● **DATASET EXTRACT**:
——
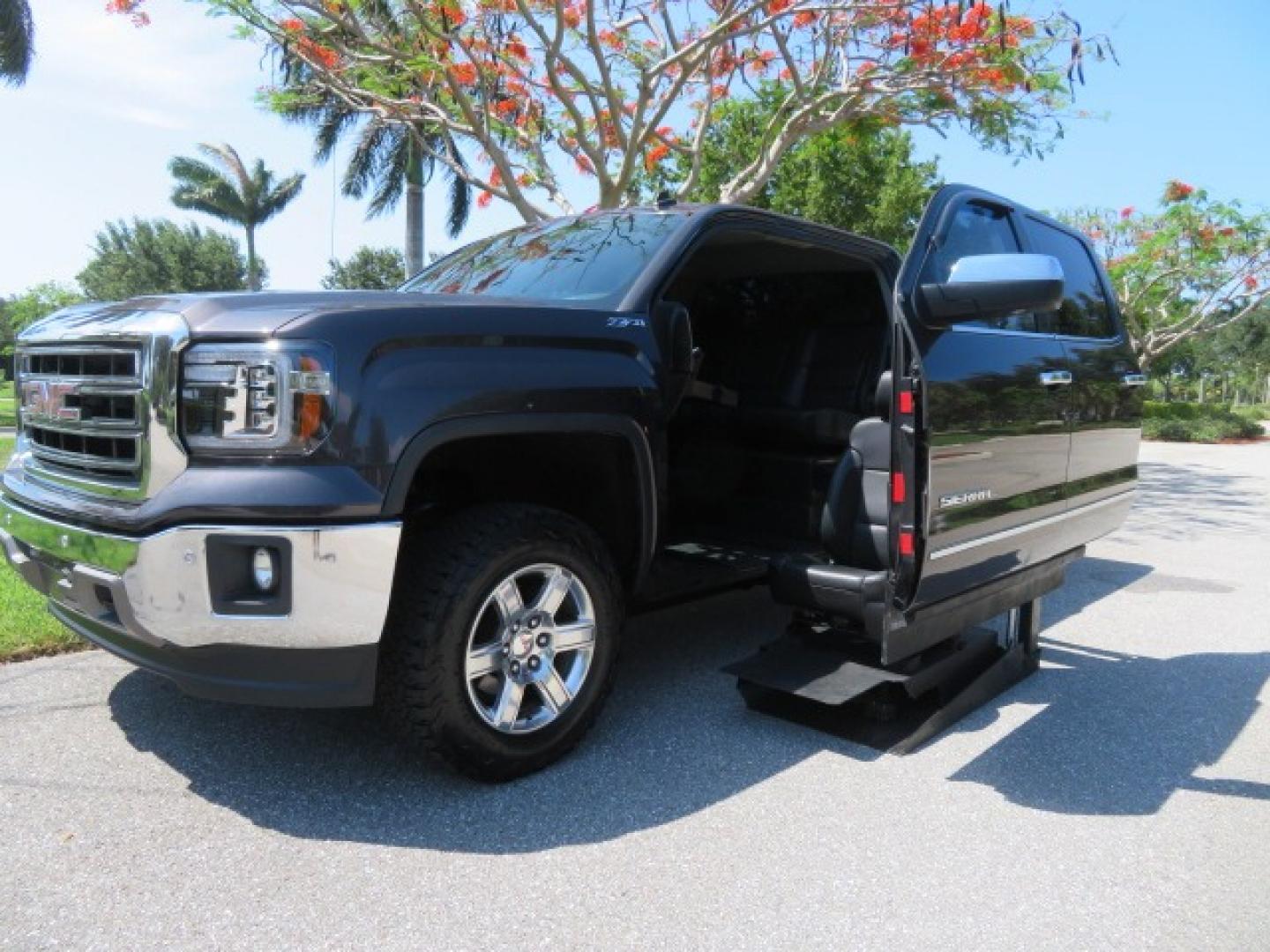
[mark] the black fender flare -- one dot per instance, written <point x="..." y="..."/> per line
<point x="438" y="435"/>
——
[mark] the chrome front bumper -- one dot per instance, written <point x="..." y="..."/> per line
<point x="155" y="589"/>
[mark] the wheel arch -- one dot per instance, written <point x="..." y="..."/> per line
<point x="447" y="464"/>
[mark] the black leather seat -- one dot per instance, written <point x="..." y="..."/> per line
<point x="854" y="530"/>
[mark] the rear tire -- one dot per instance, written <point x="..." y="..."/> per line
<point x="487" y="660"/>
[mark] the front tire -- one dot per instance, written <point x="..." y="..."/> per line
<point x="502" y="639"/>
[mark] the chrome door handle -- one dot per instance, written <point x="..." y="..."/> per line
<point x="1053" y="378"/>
——
● **TASK TO COMPLETE**: State how many lines of the items above contain the string "instance", matching case exactly. Reply with that number alone.

● **TASK RESPONSE**: 7